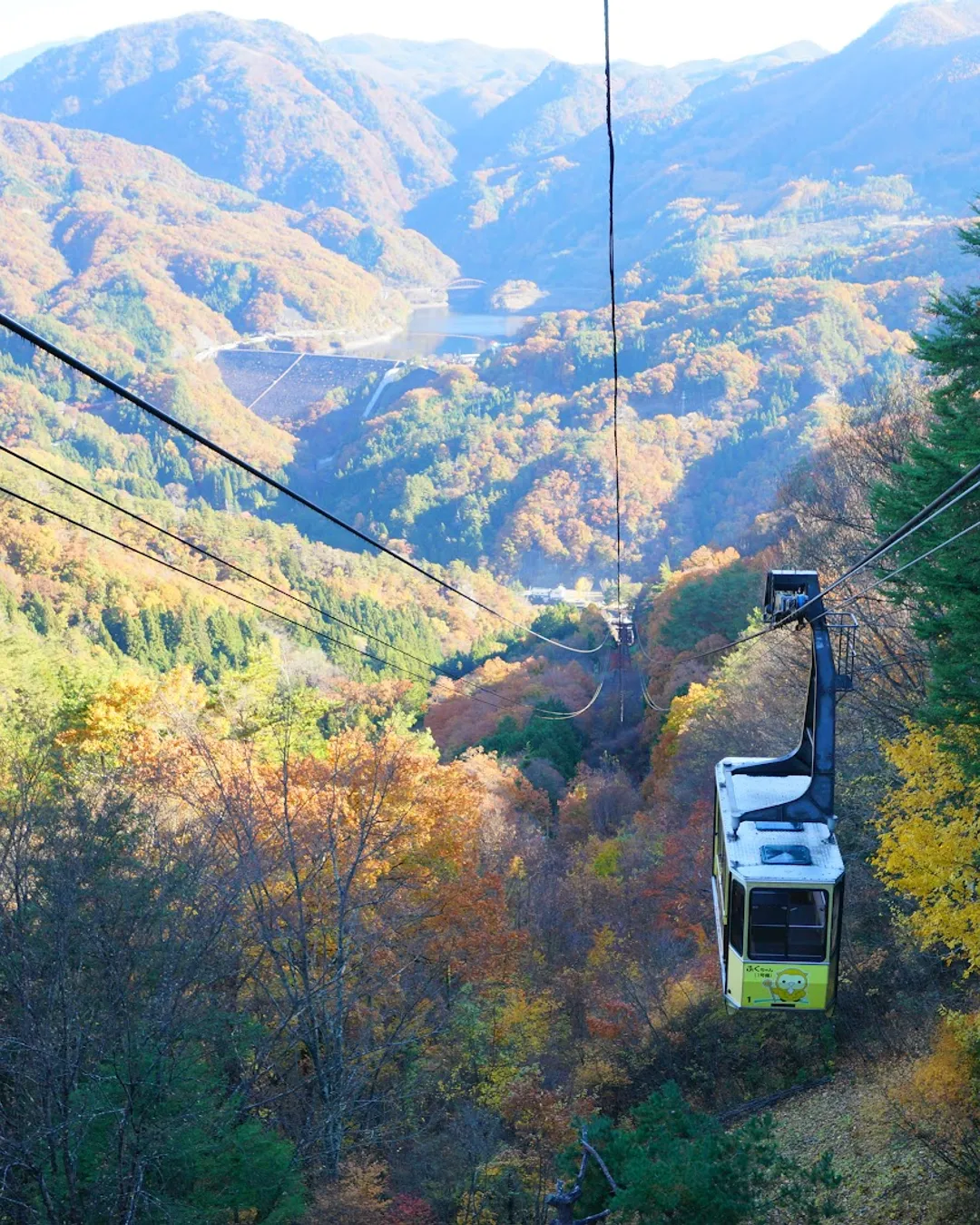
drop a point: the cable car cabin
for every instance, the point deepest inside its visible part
(777, 871)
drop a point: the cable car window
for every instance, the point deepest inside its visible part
(788, 925)
(737, 919)
(836, 921)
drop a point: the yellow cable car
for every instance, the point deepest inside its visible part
(777, 870)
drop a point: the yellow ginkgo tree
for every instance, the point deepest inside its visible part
(930, 844)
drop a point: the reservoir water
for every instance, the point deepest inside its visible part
(444, 331)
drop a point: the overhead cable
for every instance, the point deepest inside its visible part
(612, 297)
(207, 582)
(144, 406)
(230, 565)
(500, 704)
(923, 556)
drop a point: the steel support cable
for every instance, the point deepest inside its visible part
(612, 297)
(923, 556)
(648, 700)
(144, 406)
(504, 704)
(936, 507)
(554, 716)
(207, 582)
(245, 573)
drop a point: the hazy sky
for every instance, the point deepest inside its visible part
(647, 31)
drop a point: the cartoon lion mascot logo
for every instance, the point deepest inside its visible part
(789, 986)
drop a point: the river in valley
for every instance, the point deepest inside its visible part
(445, 331)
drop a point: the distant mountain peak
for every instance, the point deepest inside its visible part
(925, 24)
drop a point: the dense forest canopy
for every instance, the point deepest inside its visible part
(328, 895)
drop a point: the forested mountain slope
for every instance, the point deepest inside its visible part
(895, 102)
(137, 263)
(255, 103)
(457, 80)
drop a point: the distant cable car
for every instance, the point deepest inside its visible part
(777, 871)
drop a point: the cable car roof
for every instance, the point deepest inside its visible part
(772, 851)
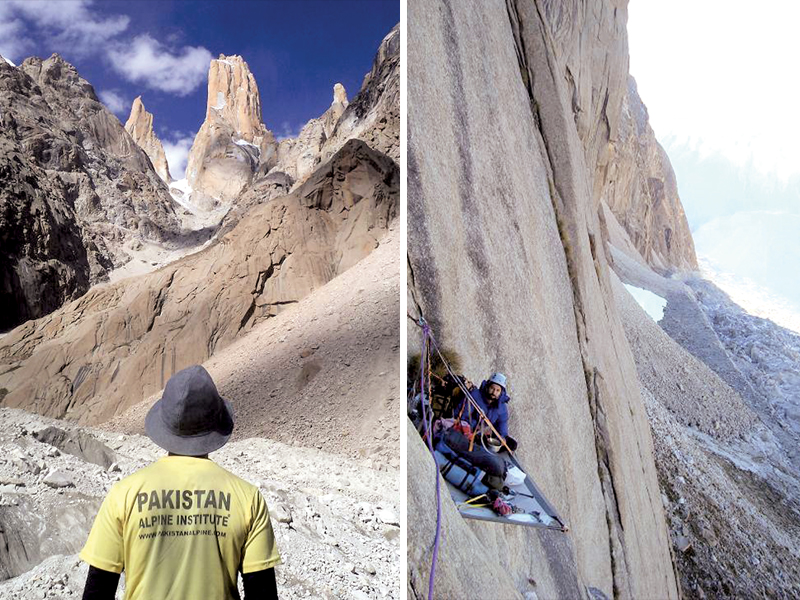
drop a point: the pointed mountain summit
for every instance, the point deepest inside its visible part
(140, 126)
(339, 104)
(232, 141)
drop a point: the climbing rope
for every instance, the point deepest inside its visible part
(428, 420)
(472, 404)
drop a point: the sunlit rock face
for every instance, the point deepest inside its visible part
(119, 343)
(507, 263)
(233, 141)
(140, 126)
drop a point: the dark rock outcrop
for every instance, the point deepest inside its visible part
(75, 187)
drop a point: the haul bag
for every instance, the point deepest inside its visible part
(485, 460)
(461, 474)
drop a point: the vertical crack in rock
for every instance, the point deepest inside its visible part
(617, 557)
(422, 268)
(470, 212)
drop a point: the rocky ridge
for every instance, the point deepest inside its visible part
(233, 141)
(140, 126)
(642, 192)
(120, 343)
(298, 156)
(81, 183)
(373, 117)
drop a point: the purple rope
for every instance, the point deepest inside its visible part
(426, 334)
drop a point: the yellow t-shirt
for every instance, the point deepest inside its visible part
(182, 528)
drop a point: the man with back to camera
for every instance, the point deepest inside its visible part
(183, 527)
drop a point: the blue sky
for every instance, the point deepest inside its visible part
(717, 77)
(160, 49)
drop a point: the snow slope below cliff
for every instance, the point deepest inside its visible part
(754, 256)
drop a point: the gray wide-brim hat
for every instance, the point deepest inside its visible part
(191, 418)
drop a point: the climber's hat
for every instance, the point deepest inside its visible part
(191, 418)
(499, 379)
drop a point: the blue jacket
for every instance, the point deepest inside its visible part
(498, 415)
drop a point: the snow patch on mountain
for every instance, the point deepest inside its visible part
(653, 304)
(753, 256)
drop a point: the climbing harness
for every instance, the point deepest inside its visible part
(521, 503)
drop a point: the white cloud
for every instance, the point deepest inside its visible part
(716, 75)
(75, 27)
(177, 151)
(70, 25)
(146, 61)
(115, 102)
(13, 43)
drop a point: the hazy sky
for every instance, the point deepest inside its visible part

» Task brief
Reproduce all entries above exactly, minus the images.

» Task output
drop a point: the cable car cabin
for every instance, the point deepest inside its visible part
(777, 871)
drop a point: the cable car window
for every instance, the point deepest inside its visible part
(788, 925)
(737, 919)
(836, 921)
drop a point: the yellow cable car
for every instance, the point deepest inside its visible part
(777, 870)
drop a point: the yellow ginkgo tree
for every instance, the point deepest inside its visible part
(930, 844)
drop a point: the reservoir water
for every instance, the point deepest inside its visible part
(444, 331)
drop a point: the overhead cable
for every instance, the point deepest inside its visible part
(612, 297)
(207, 582)
(144, 406)
(230, 565)
(500, 704)
(923, 556)
drop a point: the steel support cable
for every instance, the point deepest inside its visible part
(612, 297)
(923, 556)
(648, 700)
(144, 406)
(504, 704)
(936, 507)
(554, 716)
(207, 582)
(245, 573)
drop a point: the hazy sky
for every instance, the point deepest inside its visible part
(647, 31)
drop a point: the cartoon lion mascot logo
for every instance, the point deepest inside its visible part
(789, 986)
drop a point: the river in valley
for every instance, the point deepest inside its visible part
(445, 331)
drop a point: the distant mountain peak
for every instance, the point deepest inside its visible part
(925, 24)
drop a point: the dense forest canopy
for every instance, the point deepest inside its visible part
(328, 895)
drop a point: the forested mountain slope
for every instance, the point deepest inside its visible part
(895, 102)
(137, 263)
(255, 103)
(457, 80)
drop a point: the distant cable car
for every instance, the point deepest inside its visible part
(777, 871)
drop a point: the cable car roof
for every instance, the point deepest inside its visible part
(772, 851)
drop a point: the pointed mountain summit
for every instance, the point deepest inside its visible part
(140, 126)
(339, 104)
(232, 141)
drop a point: the climbing rope
for every instance, the point deepest inside its visible part
(428, 420)
(472, 404)
drop a point: the sunlit rock face
for every instance, the point deepest inside its visible part
(119, 343)
(507, 263)
(233, 141)
(140, 126)
drop a point: the dark rock outcrop
for every instance, the point deepest inside its visible part
(75, 187)
drop a point: the haul bag
for every instance, the point deepest inside its visible part
(485, 460)
(461, 474)
drop a point: the vertical crack in rock
for every instance, the point deepest inside its visible part
(617, 557)
(422, 268)
(470, 212)
drop a point: the rocky ridge
for every instance, the point deepest inside its visible part
(233, 141)
(140, 126)
(642, 192)
(120, 343)
(298, 156)
(81, 183)
(373, 117)
drop a point: the purple rope
for every instance, the point deepest inside its visible part
(426, 334)
drop a point: the yellow t-shirt
for every instance, the point deepest inside its visible part
(182, 528)
drop a point: the man with back to camera
for every instance, the point deepest inside its visible part
(183, 527)
drop a point: the blue sky
for every instance, the point deepest inside its visible part
(717, 77)
(160, 49)
drop a point: the snow slope below cliff
for every instance, the point deepest inside its visible part
(754, 256)
drop a point: the gray wide-brim hat
for every instance, the point deepest inside its visible part
(191, 418)
drop a point: the climber's hat
for every instance, the point deepest inside its visible part
(191, 418)
(499, 379)
drop a point: the blue jacket
for every instance, the point deepest inside its visible part
(498, 415)
drop a point: the snow patch on mountain
for every instance, the point deepest inside its visible part
(653, 304)
(753, 256)
drop a point: the climbing harness
for every instance, the point deepest inside its visible part
(521, 503)
drop a point: the white cloud
for every instance, the point deepest inside its visible part
(716, 75)
(75, 27)
(177, 151)
(70, 25)
(146, 61)
(115, 102)
(13, 43)
drop a point: the hazy sky
for every instance, the point deepest inside its visible part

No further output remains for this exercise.